### [To-do list]
**a)** In the comment thread on Jones bars below, what kind of fork and tires did the Surly ridden over the weekend have?
**b)** Decide whether each statement agrees with the comment thread on Jones bars below: (i) A commenter finds sweep bars comfortable for climbing and cruising. (ii) Jones bars are said to leave less cockpit space. (iii) The thick tires on the Surly appeared to slip on the trail.
**c)** Carry on the comment thread on Jones bars below, starting after its last comment.

### [Reading text]
▶

I've been debating on picking up a set of Jone's bars, too. I think they're just the right thing for less-than-epic and leisurely mountain biking rides. And if my rides can be described as anything, "less than epic" is right on the nose.

Plus they give you tons more cockpit (heehee) space for hanging baskets and bells and such.

Mr. Lund said...

Just got my FFC license in the mail.

Lieutenant Oblivious said...

ken e. the mystery podium is fine as long as there is no comment moderation doping involved-and I am by no means insinuating there is, but Donald Trump says people are saying....

Pist Off said...

Jones bars seem like just the thing. Sweep bars are comfy for climbing and cruising. They took some relearning for "gnarly downhill crushing" but if I can do it anyone can figure it out. The forward options are great for an all around bike.

recumbent conspiracy theorist said...

Ol Piney is pretty dope. This weekend I rode with a bro who had a Surly with rigid fork and fat-but-not-insanely-fat 3" tires. Looks like a similar setup. He was kind enough to show me around the local trails. He was very fast and it looked like the thick tires grip well to the trail.

◀

### [Material provided]
▶

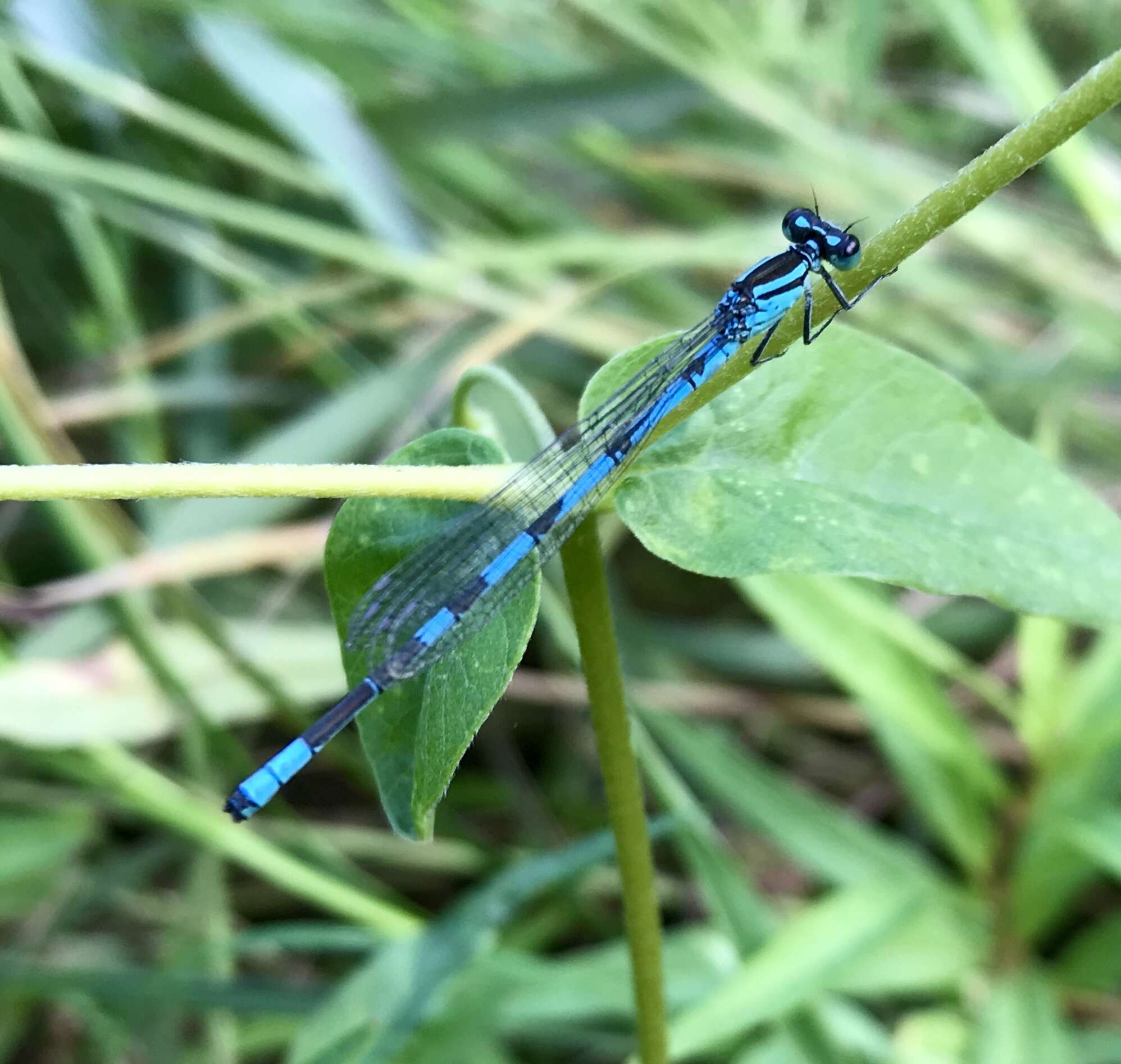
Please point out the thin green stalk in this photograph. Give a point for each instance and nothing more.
(587, 590)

◀

### [Exercise answers]
**a)** A rigid fork and fat-but-not-insanely-fat 3" tires.

**b)**
(i) Yes: "Sweep bars are comfy for climbing and cruising."
(ii) No: "they give you tons more cockpit (heehee) space"
(iii) No: "it looked like the thick tires grip well to the trail."

**c)**
Here is a short clip he made.

Lieutenant Oblivious said...

I recently saw an old riding friend I hadn't seen or heard from in over a year. He was thinking about buying those Jeff Jones handlebars and building a bike around them and ended up buying a whole Jeff Jones steel bike with the truss fork, fenders, dick breaks and smooth fat tires. I thought it was someone on an ebike has he approached me, I was climbing as he was descending. Said he doesn't feel safe on skinny tires on the road any more, and some of his skinny tires were 28 and 35 mm wide. He is selling all his rode road bikes.

Neighborhood Watch Captain said...

The Putz has a point about momentum - I hate losing it. Other than that, the two cyclists he saw were hardly close to any cars and those cars were slowing down as well, so really no big geadl.

If I lived in that neighborhood I would find it weird that a dude is wandering around an intersection with a helmet with a camera on it talking to himself. THat is just bizarre!

Grump said...

The moron should get a ticket for having his pipes too loud.

Skidmark said...

Professor Putz at the 4-way stop sign waves his arms around when he talks like Dondolt Trump.

JLRB said...

Stop signs mean stop pedaling and look around

leroy said...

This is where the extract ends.